Assigned task
Would you please output the records exactly as they appear below?

================

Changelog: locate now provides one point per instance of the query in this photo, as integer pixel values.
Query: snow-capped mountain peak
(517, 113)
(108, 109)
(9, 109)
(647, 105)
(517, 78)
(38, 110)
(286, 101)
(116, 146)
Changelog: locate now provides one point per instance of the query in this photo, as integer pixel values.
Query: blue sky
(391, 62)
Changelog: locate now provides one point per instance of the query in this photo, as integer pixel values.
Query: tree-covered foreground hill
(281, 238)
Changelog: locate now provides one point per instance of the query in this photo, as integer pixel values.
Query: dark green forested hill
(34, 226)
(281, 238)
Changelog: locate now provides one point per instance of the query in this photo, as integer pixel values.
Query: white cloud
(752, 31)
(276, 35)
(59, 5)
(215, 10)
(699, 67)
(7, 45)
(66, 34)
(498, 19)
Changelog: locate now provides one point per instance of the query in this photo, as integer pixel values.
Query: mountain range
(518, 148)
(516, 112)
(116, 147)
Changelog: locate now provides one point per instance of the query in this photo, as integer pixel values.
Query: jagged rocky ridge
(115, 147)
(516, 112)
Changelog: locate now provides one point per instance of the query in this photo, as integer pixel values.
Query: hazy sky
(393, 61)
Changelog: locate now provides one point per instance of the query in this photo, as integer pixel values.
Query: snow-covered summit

================

Response area
Changelog: locate now provides one point per instance of the query in this photo, as integer pixel values.
Query: snow-capped mountain peak
(517, 113)
(108, 109)
(9, 109)
(647, 105)
(517, 78)
(38, 110)
(286, 101)
(116, 146)
Changelog: locate now provides one point per instance of the query in this photo, as integer pixel values.
Query: blue sky
(391, 62)
Changelog: locate now provides one point per instance of the query in this photo, as integer pixel values.
Query: tree-covered foreground hill
(281, 238)
Changelog: locate now provides one point per instance of the query in this photo, as integer pixel values.
Query: dark green forested hill
(34, 226)
(281, 238)
Changelog: locate now provides one point per instance of the query in this photo, as integer pixel values.
Query: white cloud
(752, 31)
(276, 35)
(59, 5)
(215, 10)
(699, 67)
(7, 45)
(66, 34)
(498, 19)
Changelog: locate now provides one point per instance of the query in this photo, as integer pixel values.
Query: mountain range
(518, 148)
(516, 112)
(116, 147)
Changelog: locate now provides one point per instance of the query in this photo, as integer pixel values.
Query: jagged rocky ridge
(115, 147)
(516, 112)
Changelog: locate now provides one point per instance of the query in this photo, as integer pixel values.
Query: hazy sky
(393, 61)
Changelog: locate now provides one point per instance of the query in this photo, as integer pixel values.
Query: snow-covered summit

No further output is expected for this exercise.